*** Available data ***
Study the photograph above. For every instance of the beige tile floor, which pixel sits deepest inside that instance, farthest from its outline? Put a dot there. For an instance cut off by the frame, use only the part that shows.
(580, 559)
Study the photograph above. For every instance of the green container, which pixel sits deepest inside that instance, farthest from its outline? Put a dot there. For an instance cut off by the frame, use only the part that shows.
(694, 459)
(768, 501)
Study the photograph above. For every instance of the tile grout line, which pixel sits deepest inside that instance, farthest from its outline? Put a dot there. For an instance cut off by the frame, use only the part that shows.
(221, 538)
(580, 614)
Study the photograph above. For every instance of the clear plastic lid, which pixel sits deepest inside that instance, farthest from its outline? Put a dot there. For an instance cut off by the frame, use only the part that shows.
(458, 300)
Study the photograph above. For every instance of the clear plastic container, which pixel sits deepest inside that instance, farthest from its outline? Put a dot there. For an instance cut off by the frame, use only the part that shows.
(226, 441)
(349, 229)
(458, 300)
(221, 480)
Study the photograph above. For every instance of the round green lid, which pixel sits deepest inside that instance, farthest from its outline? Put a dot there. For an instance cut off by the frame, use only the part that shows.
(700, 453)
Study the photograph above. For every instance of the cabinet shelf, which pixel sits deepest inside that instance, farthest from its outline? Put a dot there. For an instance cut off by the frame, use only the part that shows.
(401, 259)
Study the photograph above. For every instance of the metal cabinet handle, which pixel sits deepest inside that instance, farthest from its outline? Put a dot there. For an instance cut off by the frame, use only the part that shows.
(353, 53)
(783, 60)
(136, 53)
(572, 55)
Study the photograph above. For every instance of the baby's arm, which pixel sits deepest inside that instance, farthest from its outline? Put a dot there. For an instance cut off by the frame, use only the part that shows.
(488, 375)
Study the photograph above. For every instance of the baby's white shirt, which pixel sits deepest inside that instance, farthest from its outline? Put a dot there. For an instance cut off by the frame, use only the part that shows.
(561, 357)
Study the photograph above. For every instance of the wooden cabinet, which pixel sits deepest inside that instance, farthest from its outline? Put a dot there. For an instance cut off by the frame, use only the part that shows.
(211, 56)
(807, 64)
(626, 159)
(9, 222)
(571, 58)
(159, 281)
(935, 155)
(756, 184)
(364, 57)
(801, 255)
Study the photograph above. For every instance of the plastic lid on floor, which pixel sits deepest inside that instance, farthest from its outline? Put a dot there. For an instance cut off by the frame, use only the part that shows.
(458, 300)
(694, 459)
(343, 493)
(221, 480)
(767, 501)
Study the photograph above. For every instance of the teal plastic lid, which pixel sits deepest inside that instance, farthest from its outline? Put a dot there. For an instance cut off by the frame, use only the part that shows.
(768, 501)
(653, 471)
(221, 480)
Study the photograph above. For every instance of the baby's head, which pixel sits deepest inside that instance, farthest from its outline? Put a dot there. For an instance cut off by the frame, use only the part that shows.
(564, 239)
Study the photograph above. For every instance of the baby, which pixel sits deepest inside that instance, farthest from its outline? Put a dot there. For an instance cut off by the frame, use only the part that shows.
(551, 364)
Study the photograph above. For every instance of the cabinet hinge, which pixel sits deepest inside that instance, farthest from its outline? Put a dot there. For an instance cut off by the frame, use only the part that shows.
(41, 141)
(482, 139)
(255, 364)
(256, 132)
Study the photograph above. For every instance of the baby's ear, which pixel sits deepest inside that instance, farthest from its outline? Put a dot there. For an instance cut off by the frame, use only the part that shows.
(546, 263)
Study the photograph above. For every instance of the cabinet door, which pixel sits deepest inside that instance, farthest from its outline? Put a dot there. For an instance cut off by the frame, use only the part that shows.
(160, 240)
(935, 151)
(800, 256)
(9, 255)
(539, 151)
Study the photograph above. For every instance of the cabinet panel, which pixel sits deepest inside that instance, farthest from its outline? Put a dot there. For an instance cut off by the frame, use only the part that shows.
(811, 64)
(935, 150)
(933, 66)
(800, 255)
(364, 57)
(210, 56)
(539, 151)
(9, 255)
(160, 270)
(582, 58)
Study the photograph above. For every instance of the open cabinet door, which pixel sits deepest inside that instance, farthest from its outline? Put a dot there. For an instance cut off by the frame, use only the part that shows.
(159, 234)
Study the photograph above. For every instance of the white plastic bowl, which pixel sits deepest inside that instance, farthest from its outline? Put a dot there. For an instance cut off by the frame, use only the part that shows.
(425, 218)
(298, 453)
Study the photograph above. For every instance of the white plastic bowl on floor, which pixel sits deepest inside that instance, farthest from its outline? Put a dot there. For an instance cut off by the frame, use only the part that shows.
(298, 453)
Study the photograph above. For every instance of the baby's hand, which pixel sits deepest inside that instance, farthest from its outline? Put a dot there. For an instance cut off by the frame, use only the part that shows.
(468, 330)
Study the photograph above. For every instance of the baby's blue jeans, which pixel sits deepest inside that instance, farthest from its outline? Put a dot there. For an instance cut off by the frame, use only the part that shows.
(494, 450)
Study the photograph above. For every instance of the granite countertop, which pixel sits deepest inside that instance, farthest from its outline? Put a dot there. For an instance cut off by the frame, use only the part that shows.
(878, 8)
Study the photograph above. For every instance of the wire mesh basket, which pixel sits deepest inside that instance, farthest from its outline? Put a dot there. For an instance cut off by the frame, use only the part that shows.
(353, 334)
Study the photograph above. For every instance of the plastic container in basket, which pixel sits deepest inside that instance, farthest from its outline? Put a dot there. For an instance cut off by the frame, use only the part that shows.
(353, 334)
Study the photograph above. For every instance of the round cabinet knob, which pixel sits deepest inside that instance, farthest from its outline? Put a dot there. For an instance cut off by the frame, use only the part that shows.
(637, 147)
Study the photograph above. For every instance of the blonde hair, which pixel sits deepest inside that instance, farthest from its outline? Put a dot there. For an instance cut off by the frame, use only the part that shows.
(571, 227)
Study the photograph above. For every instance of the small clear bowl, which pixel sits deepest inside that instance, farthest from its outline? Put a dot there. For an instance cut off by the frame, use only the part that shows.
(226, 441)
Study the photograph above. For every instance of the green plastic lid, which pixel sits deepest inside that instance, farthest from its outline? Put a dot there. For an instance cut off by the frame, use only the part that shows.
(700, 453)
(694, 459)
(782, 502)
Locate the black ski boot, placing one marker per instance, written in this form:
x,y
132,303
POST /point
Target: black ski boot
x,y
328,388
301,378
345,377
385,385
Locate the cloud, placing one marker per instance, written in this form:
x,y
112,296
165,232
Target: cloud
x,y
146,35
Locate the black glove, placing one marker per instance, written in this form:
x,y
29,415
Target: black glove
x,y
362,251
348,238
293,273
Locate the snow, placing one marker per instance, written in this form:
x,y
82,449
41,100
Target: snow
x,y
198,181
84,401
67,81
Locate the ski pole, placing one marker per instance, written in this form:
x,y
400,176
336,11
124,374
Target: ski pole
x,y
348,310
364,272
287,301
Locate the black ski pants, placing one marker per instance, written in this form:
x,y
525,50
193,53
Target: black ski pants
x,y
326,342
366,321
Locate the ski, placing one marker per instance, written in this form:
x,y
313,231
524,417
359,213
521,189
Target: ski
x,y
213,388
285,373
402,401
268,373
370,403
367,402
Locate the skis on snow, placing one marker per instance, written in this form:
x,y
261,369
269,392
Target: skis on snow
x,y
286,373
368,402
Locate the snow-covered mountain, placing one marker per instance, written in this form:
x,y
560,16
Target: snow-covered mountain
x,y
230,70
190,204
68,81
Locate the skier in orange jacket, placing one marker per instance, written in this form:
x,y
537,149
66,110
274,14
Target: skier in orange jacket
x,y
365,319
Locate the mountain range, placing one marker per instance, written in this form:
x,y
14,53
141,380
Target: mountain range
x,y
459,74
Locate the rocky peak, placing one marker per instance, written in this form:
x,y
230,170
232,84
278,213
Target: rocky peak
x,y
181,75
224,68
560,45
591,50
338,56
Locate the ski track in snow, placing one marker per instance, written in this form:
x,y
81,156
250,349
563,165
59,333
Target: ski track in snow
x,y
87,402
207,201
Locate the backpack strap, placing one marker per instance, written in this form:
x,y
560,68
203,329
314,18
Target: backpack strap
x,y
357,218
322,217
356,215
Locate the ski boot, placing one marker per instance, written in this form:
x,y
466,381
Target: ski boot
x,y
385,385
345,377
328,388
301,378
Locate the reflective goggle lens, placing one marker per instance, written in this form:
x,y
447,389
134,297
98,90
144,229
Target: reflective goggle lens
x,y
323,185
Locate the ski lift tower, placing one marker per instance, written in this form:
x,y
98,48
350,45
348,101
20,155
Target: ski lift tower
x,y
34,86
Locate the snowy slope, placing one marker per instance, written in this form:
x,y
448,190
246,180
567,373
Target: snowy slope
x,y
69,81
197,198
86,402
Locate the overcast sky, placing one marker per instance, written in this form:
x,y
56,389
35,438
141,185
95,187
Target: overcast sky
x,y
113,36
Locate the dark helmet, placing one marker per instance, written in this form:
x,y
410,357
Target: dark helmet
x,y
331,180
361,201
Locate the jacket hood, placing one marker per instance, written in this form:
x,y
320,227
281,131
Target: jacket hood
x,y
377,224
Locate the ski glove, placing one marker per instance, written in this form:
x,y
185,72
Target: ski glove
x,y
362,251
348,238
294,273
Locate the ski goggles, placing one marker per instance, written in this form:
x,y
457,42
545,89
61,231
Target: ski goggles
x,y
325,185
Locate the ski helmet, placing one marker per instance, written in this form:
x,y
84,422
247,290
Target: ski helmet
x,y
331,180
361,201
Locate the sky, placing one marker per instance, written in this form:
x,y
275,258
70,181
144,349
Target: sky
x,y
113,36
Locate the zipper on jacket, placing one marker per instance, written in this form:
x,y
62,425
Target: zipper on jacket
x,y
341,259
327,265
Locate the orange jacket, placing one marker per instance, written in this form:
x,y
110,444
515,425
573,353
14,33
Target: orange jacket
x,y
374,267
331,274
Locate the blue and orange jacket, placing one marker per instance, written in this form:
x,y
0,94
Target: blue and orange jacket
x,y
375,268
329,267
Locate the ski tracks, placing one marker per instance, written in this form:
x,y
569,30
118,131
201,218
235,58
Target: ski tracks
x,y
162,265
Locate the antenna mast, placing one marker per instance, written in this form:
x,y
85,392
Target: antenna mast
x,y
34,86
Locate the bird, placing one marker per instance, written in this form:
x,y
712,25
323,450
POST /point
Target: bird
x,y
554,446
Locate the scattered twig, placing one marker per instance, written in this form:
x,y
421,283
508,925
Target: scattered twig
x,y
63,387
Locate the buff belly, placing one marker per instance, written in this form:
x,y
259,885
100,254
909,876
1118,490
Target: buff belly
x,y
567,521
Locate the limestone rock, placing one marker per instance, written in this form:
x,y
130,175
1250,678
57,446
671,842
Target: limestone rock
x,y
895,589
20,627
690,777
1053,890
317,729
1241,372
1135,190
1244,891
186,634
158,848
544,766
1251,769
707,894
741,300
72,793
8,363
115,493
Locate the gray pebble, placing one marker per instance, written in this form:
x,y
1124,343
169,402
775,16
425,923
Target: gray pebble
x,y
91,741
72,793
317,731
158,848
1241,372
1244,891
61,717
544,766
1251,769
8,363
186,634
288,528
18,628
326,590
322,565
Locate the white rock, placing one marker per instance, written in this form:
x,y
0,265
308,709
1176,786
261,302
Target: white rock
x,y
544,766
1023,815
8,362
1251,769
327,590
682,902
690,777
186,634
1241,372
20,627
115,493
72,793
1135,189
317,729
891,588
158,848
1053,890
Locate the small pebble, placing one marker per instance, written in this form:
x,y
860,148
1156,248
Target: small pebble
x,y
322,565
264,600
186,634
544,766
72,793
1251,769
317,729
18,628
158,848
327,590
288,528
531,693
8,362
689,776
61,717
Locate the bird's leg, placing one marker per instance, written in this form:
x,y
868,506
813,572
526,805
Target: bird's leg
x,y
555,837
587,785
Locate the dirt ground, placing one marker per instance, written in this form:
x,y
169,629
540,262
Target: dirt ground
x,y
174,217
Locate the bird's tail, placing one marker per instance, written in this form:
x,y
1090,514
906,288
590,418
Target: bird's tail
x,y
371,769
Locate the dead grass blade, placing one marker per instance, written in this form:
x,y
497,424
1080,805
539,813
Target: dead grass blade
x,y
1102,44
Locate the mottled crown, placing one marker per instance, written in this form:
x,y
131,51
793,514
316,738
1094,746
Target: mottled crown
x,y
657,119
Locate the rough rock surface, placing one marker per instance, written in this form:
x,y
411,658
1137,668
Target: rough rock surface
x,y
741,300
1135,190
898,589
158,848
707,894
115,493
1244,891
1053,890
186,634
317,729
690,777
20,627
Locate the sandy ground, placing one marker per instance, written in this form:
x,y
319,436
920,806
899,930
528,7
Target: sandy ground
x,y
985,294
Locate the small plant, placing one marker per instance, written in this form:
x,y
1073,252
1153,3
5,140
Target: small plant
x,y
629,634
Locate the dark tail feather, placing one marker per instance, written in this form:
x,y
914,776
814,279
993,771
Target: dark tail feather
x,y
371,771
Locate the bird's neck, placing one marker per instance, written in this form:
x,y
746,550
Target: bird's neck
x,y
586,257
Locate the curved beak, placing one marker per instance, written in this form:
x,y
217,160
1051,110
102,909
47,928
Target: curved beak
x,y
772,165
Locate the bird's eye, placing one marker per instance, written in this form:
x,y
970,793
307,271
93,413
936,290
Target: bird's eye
*** End of Available data ***
What you should do: Reproduce exactly, with nothing added, the lines from the one that contains "Target: bird's neck" to the end of the data.

Exercise answer:
Target: bird's neck
x,y
586,257
Locate the curved beak, placing one marker per instance, written in this form:
x,y
217,160
1051,110
102,909
47,928
Target: curved beak
x,y
772,165
Locate the bird's eye, placing one marker per instance, written in this form:
x,y
970,793
307,271
93,413
936,290
Target: bird's eye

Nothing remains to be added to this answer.